# Instruction 1
Answer these questions about the essay on McKellar's Last Night:
(a) According to Giannetti and Leach, what continues to dominate the world's screens?
(b) How much money did McKellar have to distribute for the film?
(c) In Canadian video stores, in which section are Canadian films often found?
# Instruction 2
Which distinct page numbers appear in the parenthetical citations of the essay on McKellar's Last Night?
# Instruction 3
Extend the essay on McKellar's Last Night, picking up after its final sentence.

McKellar’s Last Night focuses on the struggle for attaining autonomy in the Hollywood dominated film industry. Hollywood’s overarching influence reduces Canada’s chances of domestic and international success to a dull halt. Straw asserts that, like many “The sense that English Canadian feature films are typically more elliptical, unresolved, and restrained in narrative and stylistic terms is by now a commonplace within discussions of this cinema” (120). It is in this way that Last Night encapsulates the unresolved issue of a mysterious fate, a troubling question everyone has asked regarding the end of the world and humanity’s fate. However, Giannetti and Leach explained that, “Hollywood films continue to dominate the world’s screens” (326). Consequently, these engagements that viewers made with Hollywood have “apparently universal appeal and [have] set the norms against which other national cinemas have to define themselves” (Giannetti, Leach, 326). Don McKellar’s Last Night follows a distinctively Canadian style because it attempts to define against conventional Hollywood delusions of heroism. Furthermore, McKellar creates a cinematic presentation of identification against Hollywood productions which express “different experiences that reflect and express distinct cultural identities” (Giannetti, Leach, 326). These “distinct cultural identities” come in the form of particular styles, tones, and themes aforementioned above. These aspirations of reaching a distinct Canadian identity is “complicated by political, economic, and technological changes that have deeply affected our understanding of national identity” (Giannetti, Leach, 328). Among the network sphere of Hollywood and its influence on Canada’s national identity, McKellar’s Last Night revisits Canadian values and themes in order to heighten the appeal of the outcomes regarding the end of the world. With a small budget, McKellar faced a great deal of economic struggle maintaining the assets and distribution of $2 million strategically. However, in the final product, Last Night revealed a world of opportune moments for Canada’s national identity. Despite a successful result, Atom Egoyan notes that, “Canadian films are, to a great extent, foreign films in their own country” (1); similarly, Giannetti and Leach observe that:

When Canadians do see the products of their own national cinema, they often respond as if these were foreign films with unfamiliar conventions and cultural values. In Canadian video stores, Canadian films are often found in the ‘international’ section. (Giannetti, Leach, 330).

# Source data
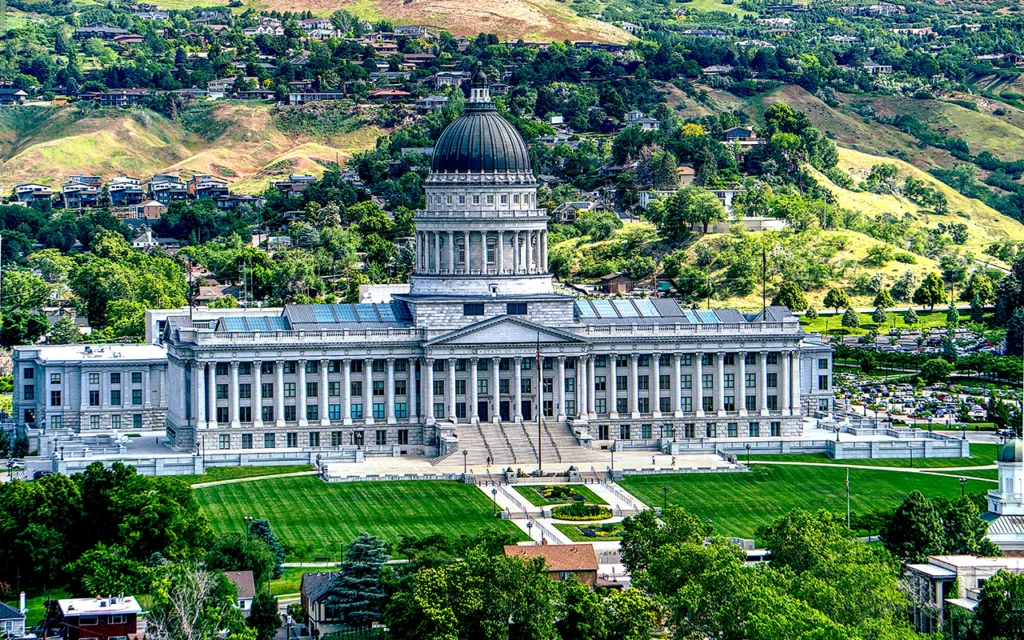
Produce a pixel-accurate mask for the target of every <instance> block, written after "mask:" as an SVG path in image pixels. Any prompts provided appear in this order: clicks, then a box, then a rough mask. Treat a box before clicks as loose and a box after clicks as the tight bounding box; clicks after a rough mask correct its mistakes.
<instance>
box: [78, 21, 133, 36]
mask: <svg viewBox="0 0 1024 640" xmlns="http://www.w3.org/2000/svg"><path fill="white" fill-rule="evenodd" d="M126 35H128V30H127V29H121V28H120V27H111V26H110V25H103V24H102V23H93V24H91V25H86V26H85V27H79V28H78V29H76V30H75V32H74V33H73V34H72V37H73V38H75V39H76V40H88V39H89V38H99V39H100V40H114V38H115V37H117V36H126Z"/></svg>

# Answer area 1
(a) Hollywood films.
(b) $2 million.
(c) The 'international' section.

# Answer area 2
120, 326, 328, 1, 330

# Answer area 3
Quite literally, Don McKellar’s Last Night was indeed found in the “International” section of a Blockbuster rental outlet. Consequently, Egoyan noted that “the real failure of Canadian film policy is that it has not been able to address the debilitating problem that is the lack of screen space for Canadian films” (6). Egoyan explains that the Canadian market does not have sufficient time slots available for promoting Canadian films. Essentially, the most poignant places where Canadian film is celebrated are Vancouver and Ontario (Giannetti, Leach, 328). Therefore, due to a lack of screen space for Canadian films, McKellar’s Last Night did not receive the impact of its intended audience because Canadian cinemas were uncertain of its successful value. However, Armageddon did show a release because of an increase in the probability of its overall success. McKellar’s Last Night attempts to identify against Hollywood’s influence by inverting the cultural values of a successful Hollywood film (i.e. instead of spectacle and explosions, McKellar uses a calm realistic approach to how ordinary people face the end of the world). As Giannetti and Leach noted, McKellar’s film attempts to assert its own national cinema by identifying against Hollywood cinema. This concept of Canadian identification is at the heart of a distinctively Canadian film.

Don McKellar’s Last Night brings to life the essence of Canada’s cultural values and identity. McKellar demonstrates unique approach that characterizes a Canadian film’s style, tone and themes. Without the use of spectacle, McKellar illustrates a dynamic environment of human companionship which is a distinctively Canadian approach. As an artifact, Last Night commemorates the identification value of a Canadian popular culture icon because McKellar attempts to define against Hollywood cinema, the intent of Canada’s national cinemas from their upbringing.

Last Night (1998) Trailer:


Egoyan, Atom. (2006). “Introduction to Canadian Cinema.” In Jerry White, ed. The Cinema of Canada. New York: Wallflower. 1-13.

Giannetti, Louis, Leach, Jim (2005). Third Canadian Edition: Understanding Movies. Toronto: Prentice Hall.

“Interview: ‘Last Night,’ Don McKellar’s Intimate Armageddon.” (1998). IndieWire: People. Accessed 23 March 2007<>.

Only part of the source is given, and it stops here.